Input:
::::

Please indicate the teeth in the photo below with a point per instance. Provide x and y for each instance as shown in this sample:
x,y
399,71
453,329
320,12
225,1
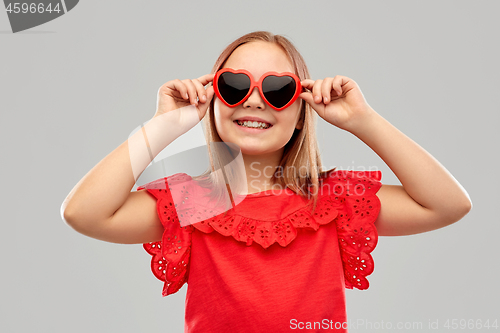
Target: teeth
x,y
253,124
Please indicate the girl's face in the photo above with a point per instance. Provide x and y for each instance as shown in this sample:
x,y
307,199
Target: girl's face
x,y
257,58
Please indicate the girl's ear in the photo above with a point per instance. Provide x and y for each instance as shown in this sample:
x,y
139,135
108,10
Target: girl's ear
x,y
300,123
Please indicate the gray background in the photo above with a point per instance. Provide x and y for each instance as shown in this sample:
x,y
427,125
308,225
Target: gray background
x,y
73,89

::::

Requirements: Beginning at the line containing "Please indicate the girl's face", repeat each line exactly through the last line of the entries, and include no other lines.

Worked solution:
Please indicate the girl's face in the photo above with a point per instance. Provide x and y for each instance as shown in this sample:
x,y
307,199
Target: girl's face
x,y
257,58
Please indicate the girl's ear in the photo above with a point per instance. Provide x and y for each instance as shown in this sample:
x,y
139,135
108,10
Target: girl's ear
x,y
300,123
Please indicate the gray background in the photo above with a point per instance. Provide x and y for each instance as shown in this sample:
x,y
427,125
308,225
Target: gray background
x,y
73,89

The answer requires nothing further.